---------- Available records
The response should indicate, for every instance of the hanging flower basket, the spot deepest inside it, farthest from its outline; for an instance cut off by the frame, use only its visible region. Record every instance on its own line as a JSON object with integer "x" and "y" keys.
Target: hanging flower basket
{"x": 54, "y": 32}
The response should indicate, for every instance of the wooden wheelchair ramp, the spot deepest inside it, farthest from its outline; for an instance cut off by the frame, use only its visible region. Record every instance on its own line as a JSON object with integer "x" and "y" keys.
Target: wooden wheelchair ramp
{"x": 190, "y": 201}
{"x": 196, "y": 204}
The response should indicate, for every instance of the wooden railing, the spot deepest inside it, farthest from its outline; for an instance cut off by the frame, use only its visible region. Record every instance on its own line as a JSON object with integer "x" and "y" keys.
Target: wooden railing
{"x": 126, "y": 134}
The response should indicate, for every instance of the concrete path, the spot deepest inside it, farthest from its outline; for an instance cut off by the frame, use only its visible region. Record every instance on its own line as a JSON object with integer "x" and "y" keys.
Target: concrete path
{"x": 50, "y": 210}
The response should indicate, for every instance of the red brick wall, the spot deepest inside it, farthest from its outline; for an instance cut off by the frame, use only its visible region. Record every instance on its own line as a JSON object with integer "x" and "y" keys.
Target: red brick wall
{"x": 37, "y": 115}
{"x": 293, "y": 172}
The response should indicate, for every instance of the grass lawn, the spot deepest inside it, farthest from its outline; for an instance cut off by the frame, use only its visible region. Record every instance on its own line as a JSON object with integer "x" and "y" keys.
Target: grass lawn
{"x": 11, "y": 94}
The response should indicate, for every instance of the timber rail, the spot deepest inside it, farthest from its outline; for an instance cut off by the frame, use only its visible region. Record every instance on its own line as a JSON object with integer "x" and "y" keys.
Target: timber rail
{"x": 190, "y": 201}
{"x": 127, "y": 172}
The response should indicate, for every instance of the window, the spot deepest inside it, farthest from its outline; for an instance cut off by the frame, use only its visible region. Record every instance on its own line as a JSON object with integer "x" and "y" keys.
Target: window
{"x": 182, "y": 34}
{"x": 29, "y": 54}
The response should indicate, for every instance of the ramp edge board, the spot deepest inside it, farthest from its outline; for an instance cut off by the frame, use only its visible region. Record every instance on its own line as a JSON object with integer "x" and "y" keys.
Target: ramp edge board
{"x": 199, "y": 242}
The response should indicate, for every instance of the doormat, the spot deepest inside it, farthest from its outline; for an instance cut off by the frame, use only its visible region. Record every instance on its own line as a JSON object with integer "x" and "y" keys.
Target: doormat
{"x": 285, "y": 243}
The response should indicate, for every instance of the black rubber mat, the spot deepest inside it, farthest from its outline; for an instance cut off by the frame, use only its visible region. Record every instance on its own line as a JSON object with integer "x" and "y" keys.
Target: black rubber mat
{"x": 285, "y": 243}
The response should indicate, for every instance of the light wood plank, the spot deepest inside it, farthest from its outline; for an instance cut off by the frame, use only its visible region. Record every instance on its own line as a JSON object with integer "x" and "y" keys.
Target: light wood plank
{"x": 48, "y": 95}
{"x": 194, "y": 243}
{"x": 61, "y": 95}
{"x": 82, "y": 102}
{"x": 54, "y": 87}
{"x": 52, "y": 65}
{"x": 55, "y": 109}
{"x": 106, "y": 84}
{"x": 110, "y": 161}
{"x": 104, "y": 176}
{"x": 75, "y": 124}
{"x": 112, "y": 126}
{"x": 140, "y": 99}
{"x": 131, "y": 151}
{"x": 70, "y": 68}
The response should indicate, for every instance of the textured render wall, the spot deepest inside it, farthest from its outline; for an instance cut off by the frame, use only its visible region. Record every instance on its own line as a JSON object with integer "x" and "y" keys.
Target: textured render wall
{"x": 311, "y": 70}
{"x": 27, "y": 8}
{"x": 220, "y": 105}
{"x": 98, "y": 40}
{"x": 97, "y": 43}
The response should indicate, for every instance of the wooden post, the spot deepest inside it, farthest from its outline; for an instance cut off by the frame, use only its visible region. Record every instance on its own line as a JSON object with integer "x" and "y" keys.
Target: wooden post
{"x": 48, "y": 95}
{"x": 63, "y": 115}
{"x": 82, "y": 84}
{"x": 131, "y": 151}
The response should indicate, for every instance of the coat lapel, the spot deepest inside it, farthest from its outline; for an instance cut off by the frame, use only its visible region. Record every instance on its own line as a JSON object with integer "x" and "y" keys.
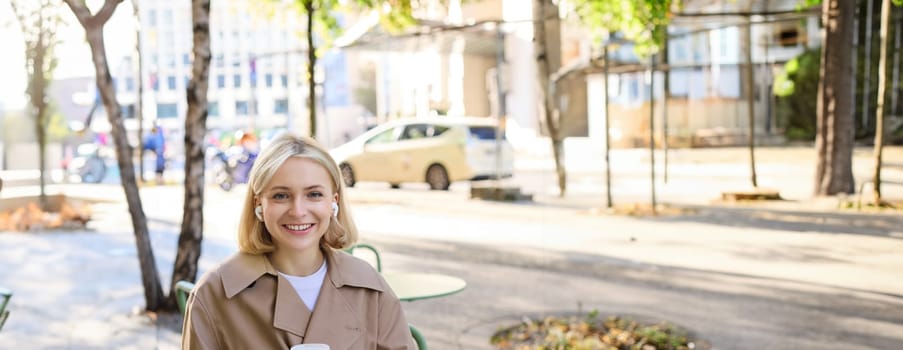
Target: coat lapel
{"x": 289, "y": 314}
{"x": 334, "y": 321}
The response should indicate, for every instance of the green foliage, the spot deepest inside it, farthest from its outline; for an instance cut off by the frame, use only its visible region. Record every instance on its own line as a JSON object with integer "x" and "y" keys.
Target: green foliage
{"x": 590, "y": 332}
{"x": 796, "y": 88}
{"x": 645, "y": 22}
{"x": 810, "y": 3}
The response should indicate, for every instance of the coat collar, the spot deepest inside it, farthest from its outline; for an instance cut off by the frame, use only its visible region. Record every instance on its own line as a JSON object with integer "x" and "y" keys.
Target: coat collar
{"x": 333, "y": 320}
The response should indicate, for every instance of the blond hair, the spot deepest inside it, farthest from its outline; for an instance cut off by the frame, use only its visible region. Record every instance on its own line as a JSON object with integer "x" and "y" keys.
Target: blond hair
{"x": 253, "y": 237}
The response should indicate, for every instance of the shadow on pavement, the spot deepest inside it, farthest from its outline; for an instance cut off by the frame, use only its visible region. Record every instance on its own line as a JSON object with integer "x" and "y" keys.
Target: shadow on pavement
{"x": 884, "y": 225}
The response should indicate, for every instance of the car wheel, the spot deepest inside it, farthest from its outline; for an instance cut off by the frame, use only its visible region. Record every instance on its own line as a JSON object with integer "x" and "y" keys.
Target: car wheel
{"x": 437, "y": 177}
{"x": 347, "y": 175}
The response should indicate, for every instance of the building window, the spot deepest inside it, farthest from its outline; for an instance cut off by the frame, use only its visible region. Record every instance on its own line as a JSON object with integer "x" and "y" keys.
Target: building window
{"x": 241, "y": 107}
{"x": 280, "y": 106}
{"x": 128, "y": 111}
{"x": 213, "y": 109}
{"x": 167, "y": 110}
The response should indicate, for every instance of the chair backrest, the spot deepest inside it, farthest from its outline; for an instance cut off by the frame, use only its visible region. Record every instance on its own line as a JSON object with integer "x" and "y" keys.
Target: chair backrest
{"x": 379, "y": 262}
{"x": 183, "y": 288}
{"x": 5, "y": 294}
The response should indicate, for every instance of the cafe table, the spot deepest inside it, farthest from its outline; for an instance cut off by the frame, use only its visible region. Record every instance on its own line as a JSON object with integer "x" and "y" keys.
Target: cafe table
{"x": 410, "y": 286}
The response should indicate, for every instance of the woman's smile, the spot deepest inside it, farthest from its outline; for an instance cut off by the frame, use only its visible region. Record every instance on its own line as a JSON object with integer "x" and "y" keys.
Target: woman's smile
{"x": 299, "y": 229}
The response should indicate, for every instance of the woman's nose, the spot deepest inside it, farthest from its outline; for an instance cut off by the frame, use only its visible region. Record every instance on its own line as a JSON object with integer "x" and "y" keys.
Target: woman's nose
{"x": 300, "y": 208}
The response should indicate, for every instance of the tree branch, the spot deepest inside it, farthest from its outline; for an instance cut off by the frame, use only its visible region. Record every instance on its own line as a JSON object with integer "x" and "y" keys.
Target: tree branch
{"x": 81, "y": 11}
{"x": 84, "y": 16}
{"x": 106, "y": 11}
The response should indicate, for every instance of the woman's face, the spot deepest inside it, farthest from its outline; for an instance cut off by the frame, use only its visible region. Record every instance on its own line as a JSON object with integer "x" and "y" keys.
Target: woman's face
{"x": 297, "y": 205}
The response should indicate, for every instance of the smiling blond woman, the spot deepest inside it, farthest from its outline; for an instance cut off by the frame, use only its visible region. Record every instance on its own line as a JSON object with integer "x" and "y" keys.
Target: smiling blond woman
{"x": 291, "y": 283}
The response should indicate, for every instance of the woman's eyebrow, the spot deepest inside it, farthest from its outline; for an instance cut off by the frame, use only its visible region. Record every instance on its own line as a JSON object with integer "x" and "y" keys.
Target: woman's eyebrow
{"x": 286, "y": 188}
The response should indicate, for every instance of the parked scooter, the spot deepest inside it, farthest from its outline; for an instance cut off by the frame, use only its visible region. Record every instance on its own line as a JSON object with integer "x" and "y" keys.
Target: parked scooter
{"x": 88, "y": 165}
{"x": 232, "y": 166}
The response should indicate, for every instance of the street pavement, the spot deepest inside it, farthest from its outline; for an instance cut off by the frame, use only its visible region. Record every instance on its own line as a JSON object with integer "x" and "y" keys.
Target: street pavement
{"x": 794, "y": 274}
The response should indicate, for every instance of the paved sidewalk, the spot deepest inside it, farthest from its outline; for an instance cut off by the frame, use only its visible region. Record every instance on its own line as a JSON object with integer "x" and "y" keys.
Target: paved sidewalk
{"x": 82, "y": 290}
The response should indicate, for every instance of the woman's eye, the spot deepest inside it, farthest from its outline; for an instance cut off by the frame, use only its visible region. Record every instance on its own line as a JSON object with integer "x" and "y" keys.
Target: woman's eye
{"x": 280, "y": 196}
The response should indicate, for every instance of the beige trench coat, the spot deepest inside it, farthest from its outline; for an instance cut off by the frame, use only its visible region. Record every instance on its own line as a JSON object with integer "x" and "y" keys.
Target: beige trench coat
{"x": 245, "y": 304}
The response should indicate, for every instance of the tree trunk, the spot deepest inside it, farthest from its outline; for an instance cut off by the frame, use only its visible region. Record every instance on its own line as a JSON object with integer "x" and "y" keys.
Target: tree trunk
{"x": 38, "y": 25}
{"x": 93, "y": 26}
{"x": 192, "y": 233}
{"x": 879, "y": 113}
{"x": 546, "y": 47}
{"x": 311, "y": 69}
{"x": 834, "y": 127}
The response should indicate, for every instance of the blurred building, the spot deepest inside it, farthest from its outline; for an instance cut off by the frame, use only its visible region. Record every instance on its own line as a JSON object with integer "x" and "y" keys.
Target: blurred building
{"x": 708, "y": 98}
{"x": 257, "y": 69}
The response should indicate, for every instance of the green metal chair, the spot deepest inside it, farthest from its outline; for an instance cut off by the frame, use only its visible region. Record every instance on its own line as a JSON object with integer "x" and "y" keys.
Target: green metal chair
{"x": 183, "y": 288}
{"x": 5, "y": 294}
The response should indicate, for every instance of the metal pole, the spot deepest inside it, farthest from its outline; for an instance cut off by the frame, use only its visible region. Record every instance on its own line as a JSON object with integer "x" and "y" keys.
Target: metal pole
{"x": 500, "y": 103}
{"x": 867, "y": 63}
{"x": 289, "y": 122}
{"x": 652, "y": 129}
{"x": 667, "y": 93}
{"x": 750, "y": 103}
{"x": 608, "y": 202}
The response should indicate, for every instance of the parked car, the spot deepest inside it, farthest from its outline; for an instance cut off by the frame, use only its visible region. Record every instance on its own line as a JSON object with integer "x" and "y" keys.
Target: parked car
{"x": 435, "y": 150}
{"x": 89, "y": 164}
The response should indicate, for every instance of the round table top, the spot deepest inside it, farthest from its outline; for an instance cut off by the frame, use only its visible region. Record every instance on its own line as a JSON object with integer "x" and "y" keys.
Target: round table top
{"x": 409, "y": 286}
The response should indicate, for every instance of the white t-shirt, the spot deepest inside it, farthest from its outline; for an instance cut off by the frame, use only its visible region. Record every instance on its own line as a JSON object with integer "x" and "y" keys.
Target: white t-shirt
{"x": 308, "y": 287}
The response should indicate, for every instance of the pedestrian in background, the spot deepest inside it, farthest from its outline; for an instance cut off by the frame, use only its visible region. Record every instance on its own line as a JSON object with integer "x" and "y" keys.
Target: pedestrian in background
{"x": 156, "y": 142}
{"x": 291, "y": 282}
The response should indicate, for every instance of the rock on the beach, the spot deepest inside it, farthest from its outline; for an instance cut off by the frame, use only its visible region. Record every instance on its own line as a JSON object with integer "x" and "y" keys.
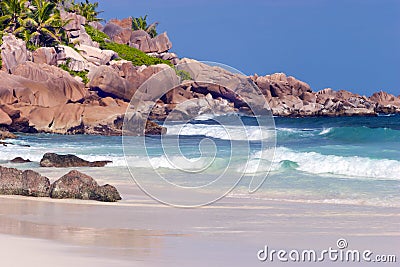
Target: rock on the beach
{"x": 13, "y": 52}
{"x": 7, "y": 135}
{"x": 20, "y": 160}
{"x": 46, "y": 55}
{"x": 81, "y": 186}
{"x": 25, "y": 183}
{"x": 66, "y": 161}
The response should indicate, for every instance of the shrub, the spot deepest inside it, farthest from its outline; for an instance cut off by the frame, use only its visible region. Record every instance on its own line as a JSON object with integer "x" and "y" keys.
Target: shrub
{"x": 82, "y": 74}
{"x": 124, "y": 51}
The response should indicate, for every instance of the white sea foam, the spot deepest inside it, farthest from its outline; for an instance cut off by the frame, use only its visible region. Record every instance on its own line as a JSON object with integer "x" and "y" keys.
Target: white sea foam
{"x": 325, "y": 131}
{"x": 317, "y": 163}
{"x": 251, "y": 133}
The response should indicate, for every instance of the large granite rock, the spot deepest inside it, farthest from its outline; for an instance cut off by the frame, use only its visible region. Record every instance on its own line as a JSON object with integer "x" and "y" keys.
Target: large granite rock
{"x": 46, "y": 55}
{"x": 74, "y": 20}
{"x": 219, "y": 82}
{"x": 96, "y": 55}
{"x": 80, "y": 186}
{"x": 67, "y": 161}
{"x": 44, "y": 85}
{"x": 39, "y": 84}
{"x": 26, "y": 183}
{"x": 76, "y": 61}
{"x": 13, "y": 52}
{"x": 109, "y": 82}
{"x": 7, "y": 135}
{"x": 4, "y": 118}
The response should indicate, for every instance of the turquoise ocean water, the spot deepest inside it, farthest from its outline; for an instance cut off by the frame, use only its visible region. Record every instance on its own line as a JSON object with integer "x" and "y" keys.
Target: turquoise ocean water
--------------------
• [Work order] Of all the entries above, repeat only the lines from the line that has "Target: pedestrian in background" to the line that has "The response should indicate, for every instance of the rock", both lines included, exactly.

• [Written solution]
Target: pedestrian in background
{"x": 156, "y": 142}
{"x": 291, "y": 282}
The response should indicate, for every instance of the rock on the beach, the spot deepest inside it, farthest from its outline; for an instance cut off by the frame, use only its visible region. Record every instance on its own line as a JSON object with integer "x" and "y" keys.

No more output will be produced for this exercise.